- **TASK**:
Filter these entries down to lines holding "prompts".

Segmentation mask data:
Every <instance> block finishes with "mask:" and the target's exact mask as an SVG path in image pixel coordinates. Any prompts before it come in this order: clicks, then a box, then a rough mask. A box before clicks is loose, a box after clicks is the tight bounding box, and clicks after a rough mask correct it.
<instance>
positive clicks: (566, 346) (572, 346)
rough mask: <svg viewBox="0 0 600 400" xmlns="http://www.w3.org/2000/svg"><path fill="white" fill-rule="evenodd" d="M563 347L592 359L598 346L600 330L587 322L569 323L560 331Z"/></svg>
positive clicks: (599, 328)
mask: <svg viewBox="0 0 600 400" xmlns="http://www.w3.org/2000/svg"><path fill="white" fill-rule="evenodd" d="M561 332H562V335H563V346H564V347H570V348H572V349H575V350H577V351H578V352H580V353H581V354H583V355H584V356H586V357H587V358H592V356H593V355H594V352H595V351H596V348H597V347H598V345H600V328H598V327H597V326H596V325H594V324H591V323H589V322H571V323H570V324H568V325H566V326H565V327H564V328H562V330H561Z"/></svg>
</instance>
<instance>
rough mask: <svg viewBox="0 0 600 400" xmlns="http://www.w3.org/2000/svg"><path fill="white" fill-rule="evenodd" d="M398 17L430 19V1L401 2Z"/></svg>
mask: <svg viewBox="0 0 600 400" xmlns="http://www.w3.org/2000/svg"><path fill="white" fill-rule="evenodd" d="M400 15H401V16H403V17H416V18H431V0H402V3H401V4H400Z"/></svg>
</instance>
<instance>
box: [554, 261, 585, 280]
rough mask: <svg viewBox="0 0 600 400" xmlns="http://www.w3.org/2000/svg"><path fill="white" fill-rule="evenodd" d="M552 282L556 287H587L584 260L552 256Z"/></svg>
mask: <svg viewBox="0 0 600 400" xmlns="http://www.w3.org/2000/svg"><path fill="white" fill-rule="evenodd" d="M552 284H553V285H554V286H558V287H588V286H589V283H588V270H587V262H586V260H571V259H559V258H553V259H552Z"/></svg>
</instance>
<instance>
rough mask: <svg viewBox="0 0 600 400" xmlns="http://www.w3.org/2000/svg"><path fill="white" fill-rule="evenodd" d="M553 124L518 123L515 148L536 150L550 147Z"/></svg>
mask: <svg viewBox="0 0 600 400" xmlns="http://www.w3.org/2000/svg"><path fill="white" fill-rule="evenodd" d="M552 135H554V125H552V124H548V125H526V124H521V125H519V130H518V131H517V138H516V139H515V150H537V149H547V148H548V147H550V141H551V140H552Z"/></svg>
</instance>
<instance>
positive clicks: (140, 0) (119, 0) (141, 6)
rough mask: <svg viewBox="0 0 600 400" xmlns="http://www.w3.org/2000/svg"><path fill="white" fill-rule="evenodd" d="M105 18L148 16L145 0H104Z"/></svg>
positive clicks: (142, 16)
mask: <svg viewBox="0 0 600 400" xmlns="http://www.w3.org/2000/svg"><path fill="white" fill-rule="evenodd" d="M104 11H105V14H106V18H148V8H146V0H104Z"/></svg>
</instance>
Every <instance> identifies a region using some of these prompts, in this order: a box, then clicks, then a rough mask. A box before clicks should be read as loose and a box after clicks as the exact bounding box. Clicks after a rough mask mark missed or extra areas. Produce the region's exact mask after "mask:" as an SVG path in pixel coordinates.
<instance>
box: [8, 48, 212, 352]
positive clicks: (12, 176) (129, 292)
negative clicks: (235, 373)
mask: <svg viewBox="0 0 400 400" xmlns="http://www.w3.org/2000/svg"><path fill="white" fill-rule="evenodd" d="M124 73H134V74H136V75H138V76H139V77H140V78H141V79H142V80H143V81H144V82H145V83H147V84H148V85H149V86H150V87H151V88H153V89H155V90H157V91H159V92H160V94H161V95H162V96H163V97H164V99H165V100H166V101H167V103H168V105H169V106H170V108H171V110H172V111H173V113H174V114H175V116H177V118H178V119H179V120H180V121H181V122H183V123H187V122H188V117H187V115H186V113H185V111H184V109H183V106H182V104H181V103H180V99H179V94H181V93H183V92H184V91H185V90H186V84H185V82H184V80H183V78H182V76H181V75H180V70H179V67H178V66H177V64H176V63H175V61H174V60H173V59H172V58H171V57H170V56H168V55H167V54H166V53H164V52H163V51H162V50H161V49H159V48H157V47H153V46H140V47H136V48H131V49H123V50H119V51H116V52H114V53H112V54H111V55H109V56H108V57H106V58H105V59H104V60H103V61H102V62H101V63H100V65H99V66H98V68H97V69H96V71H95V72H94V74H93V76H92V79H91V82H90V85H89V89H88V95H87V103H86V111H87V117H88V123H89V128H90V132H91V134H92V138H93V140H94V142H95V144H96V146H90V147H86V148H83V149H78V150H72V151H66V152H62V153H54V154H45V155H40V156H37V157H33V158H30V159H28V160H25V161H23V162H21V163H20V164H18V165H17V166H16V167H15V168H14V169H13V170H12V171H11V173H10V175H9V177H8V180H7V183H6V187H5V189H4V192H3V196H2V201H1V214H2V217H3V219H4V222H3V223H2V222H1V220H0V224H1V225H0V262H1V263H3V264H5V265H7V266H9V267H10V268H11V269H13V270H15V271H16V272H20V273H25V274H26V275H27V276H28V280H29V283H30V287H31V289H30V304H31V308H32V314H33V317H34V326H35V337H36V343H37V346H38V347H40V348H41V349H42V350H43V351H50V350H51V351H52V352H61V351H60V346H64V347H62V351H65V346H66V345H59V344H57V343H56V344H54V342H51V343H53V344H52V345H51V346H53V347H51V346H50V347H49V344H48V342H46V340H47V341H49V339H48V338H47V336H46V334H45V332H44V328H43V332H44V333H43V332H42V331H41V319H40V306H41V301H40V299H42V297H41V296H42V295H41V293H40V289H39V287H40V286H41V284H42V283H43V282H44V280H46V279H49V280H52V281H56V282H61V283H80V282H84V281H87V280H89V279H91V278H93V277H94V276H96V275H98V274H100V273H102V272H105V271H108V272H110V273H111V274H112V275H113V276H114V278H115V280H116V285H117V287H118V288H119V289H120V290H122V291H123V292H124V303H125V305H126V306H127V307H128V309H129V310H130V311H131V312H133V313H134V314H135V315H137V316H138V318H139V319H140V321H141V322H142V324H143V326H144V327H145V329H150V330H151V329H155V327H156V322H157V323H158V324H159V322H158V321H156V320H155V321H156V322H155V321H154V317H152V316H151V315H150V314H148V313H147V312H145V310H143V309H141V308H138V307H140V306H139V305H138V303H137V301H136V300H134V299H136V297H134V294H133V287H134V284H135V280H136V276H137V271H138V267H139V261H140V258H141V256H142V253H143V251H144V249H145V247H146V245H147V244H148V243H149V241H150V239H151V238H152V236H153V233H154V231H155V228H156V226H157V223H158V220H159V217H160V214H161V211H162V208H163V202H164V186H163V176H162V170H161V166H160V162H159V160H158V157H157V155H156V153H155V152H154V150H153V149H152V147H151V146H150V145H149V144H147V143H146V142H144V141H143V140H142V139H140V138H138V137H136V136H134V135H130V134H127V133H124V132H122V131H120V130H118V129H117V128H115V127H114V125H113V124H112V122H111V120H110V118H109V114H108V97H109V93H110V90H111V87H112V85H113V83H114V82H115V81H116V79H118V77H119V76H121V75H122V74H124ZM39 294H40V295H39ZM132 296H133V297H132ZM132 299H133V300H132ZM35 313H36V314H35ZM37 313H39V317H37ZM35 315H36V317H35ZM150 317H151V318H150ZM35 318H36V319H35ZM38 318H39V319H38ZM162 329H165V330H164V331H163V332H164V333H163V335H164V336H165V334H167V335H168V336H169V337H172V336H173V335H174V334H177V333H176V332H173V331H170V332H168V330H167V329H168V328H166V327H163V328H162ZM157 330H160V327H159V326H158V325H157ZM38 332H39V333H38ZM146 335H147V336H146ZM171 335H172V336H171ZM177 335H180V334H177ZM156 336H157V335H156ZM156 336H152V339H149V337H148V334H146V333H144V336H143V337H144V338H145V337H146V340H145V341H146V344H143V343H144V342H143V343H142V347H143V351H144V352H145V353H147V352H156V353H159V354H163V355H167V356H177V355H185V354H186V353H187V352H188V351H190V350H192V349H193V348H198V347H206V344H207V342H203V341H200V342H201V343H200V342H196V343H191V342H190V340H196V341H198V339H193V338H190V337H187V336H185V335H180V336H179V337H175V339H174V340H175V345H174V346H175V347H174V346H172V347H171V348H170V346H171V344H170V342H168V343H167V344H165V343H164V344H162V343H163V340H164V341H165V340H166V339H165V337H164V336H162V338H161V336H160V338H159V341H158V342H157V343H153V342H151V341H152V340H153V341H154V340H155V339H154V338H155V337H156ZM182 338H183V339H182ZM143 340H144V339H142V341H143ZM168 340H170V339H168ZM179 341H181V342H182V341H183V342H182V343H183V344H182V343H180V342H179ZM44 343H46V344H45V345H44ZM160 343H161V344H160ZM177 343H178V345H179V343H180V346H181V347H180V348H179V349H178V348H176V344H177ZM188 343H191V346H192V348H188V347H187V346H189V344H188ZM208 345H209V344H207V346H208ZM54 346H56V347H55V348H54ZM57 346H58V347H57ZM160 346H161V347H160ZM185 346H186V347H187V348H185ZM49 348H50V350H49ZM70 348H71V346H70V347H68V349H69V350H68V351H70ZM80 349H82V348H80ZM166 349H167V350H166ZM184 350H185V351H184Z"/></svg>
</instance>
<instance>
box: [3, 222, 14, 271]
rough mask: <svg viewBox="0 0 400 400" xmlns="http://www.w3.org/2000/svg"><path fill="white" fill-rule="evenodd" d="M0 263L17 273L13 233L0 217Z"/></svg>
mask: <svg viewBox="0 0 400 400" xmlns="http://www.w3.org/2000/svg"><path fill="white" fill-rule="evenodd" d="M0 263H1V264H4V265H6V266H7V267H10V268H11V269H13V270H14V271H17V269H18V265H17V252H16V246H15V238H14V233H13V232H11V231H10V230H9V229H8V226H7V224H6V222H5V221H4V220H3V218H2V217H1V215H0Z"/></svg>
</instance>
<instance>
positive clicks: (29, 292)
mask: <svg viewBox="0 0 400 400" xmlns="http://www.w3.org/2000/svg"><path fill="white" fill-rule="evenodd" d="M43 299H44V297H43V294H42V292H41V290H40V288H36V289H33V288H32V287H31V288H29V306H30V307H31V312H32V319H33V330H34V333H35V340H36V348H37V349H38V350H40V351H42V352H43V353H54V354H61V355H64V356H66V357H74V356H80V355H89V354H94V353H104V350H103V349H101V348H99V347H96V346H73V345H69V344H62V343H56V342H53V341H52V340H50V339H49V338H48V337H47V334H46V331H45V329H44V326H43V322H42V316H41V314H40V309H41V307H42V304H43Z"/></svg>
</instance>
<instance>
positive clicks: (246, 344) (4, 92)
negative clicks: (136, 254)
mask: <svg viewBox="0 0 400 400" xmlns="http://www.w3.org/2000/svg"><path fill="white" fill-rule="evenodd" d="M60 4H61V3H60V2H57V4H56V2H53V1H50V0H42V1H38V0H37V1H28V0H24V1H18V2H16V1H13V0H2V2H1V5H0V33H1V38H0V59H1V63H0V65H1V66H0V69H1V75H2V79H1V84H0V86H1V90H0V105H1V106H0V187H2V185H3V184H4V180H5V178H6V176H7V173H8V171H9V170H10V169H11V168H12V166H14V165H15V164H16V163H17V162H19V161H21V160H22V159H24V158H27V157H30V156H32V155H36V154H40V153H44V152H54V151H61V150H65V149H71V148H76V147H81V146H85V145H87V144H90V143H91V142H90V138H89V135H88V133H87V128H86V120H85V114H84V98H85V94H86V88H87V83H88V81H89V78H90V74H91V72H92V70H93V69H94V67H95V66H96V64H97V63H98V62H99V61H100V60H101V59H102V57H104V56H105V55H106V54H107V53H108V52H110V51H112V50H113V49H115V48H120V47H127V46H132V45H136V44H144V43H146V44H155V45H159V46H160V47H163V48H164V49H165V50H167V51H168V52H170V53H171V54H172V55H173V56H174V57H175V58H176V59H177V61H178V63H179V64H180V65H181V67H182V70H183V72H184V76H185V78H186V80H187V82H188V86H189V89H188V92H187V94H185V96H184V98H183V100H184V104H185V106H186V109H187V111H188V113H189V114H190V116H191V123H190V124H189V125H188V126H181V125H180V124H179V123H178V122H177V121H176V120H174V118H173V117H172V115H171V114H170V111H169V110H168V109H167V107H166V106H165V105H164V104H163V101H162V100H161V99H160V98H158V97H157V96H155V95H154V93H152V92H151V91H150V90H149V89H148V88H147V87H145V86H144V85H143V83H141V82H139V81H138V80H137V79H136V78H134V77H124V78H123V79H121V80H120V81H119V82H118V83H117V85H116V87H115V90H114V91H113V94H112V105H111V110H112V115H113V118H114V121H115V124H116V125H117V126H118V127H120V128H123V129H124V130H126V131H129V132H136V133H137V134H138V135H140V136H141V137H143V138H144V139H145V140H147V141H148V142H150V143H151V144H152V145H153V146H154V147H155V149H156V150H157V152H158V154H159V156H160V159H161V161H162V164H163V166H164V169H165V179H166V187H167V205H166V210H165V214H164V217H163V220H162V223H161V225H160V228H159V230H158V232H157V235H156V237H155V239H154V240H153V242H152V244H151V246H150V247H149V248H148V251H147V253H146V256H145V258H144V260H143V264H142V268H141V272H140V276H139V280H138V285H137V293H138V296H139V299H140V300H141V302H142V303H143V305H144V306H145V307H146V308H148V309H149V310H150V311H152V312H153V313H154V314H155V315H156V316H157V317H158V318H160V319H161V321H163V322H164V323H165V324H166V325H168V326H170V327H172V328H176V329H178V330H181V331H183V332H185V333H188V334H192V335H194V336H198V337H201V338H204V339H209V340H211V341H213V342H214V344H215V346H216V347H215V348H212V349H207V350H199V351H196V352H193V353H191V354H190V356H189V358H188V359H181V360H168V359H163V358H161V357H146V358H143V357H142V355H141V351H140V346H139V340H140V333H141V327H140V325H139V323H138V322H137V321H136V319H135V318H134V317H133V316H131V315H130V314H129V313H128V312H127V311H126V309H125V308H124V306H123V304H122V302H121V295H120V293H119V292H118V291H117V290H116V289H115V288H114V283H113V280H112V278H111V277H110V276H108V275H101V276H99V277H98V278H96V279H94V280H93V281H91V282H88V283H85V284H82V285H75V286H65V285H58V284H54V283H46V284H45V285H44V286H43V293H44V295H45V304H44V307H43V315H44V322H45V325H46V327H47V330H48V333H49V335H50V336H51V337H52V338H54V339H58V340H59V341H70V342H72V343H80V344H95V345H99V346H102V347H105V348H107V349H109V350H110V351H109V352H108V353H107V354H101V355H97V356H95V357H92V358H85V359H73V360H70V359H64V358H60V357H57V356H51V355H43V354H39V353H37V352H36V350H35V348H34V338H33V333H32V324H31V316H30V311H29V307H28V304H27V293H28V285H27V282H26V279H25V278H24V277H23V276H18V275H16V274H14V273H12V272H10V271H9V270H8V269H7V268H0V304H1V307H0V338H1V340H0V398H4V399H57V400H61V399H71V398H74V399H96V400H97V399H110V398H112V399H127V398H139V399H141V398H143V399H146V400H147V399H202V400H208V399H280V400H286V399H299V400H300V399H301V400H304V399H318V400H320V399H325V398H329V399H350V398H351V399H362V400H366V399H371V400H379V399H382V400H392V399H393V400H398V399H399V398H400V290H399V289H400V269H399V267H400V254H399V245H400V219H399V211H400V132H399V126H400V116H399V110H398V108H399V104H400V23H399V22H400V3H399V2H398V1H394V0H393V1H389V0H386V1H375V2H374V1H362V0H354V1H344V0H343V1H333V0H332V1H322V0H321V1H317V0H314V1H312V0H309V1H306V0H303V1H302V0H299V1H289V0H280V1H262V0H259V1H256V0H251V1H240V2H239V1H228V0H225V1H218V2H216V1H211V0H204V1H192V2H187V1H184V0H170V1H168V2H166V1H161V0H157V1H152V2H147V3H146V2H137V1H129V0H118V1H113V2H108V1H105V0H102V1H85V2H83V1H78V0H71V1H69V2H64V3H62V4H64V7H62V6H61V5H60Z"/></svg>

- **SOLUTION TO THE PROBLEM**:
Every <instance> block finishes with "mask:" and the target's exact mask as an SVG path in image pixel coordinates. Any prompts before it come in this order: clicks, then a box, then a rough mask. A box before clicks is loose, a box after clicks is the tight bounding box, and clicks after a rough mask correct it.
Every <instance> identifies a region using some of these prompts, in this order: a box, then clicks, then a rough mask. A box before clicks should be read as loose and a box after clicks as the exact bounding box. Clicks after a rough mask mark missed or extra areas. Produce the region's exact mask after "mask:" as an SVG path in pixel coordinates.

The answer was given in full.